Texto apresentado:
<<<<
A. J. de O. Monteiro
Nestes últimos dias o mundo inteiro acompanhou emocionado o drama de uma pequena baleia (um filhote de jubarte) que, tendo se perdido da manada e, consequentemente da mãe, confundiu-a com um iate ancorado em uma marina na costa australiana e do qual tentava desesperadamente obter leite, o sagrado leite materno. O indigitado animal, levado pelo mais primitivo dos instintos, o da sobrevivência, fora enganado por um objeto estranho ao seu “habitat” e lá ficou, ao lado da máquina que nada lhe podia dar a não ser resíduos do venenoso óleo derramado de suas entranhas.
Muitos técnicos em vida marinha, ecologistas e populares envolveram-se em tentativas de salvar o pequeno cetáceo que, cada dia mais desnutrido e em lenta agonia recusava-se afastar-se do barco. Diante disso, para evitar que o animal tivesse uma morte lenta e sofrida, todos os envolvidos, após muita discussão resolveram abreviar-lhe o sofrimento através da eutanásia. Segundo eles o animal morreu sem dor.
Tal
drama, embora vivido por um animal, fez-me recordar uma passagem
semelhante ocorrida nesta nossa cálida Teresina de tantas
curiosidades.
Um
amigo, um bom amigo, cujo nome não citarei para não expô-lo
novamente e já na idade madura à curiosidade pública, foi
personagem de uma situação no mínimo kafkiana. O fato me foi
contado por um irmão seu de quem também não citarei o nome pois
implicaria na mesma inconveniência que quero contornar.
Em uma
determinada noite de nosso escaldante verão o então pré
adolescente, durante o tradicional convescote familiar daqueles tempo
sem telenovelas, adormeceu no sofá da sala e assim ficou até a
hora que seu pai julgou conveniente que ele se recolhesse ao quarto a
fim de não motivar qualquer atraso para o colégio no dia seguinte.
Acordou e, não se sabe por qual razão, atordoado, dirigiu-se à
geladeira e disse: “SUA BÊNÇÃO, MAMÃE!” Era uma robusta
gelomatic que há anos servia fielmente à família.
Os
familiares que ainda permaneciam na sala observaram mas não deram
nenhuma importância pois sabiam que o menino era brincalhão e vivia
aprontando pegadinhas com todos. Os dias se passavam e o ritual se
repetia. Pela manhã ao acordar e à noite: “SUA BÊNÇÃO, MAMÃE!”
Inicialmente, pela repetitividade da coisa, os familiares foram se
aborrecendo e diziam: “Para com isso fulano, já está sem graça”.
>>>>
Dados fornecidos:
<<<<
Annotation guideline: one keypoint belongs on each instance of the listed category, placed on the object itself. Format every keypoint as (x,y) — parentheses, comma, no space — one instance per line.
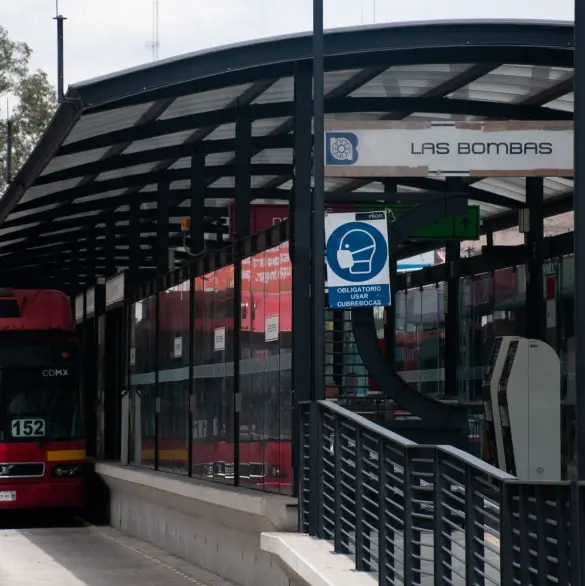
>>>>
Tarefa:
Segundo o texto apresentado, por que os familiares que ainda estavam na sala não deram importância quando o menino pediu a bênção à geladeira?

Resposta escrita:
Eles sabiam que o menino era brincalhão e vivia aprontando pegadinhas com todos.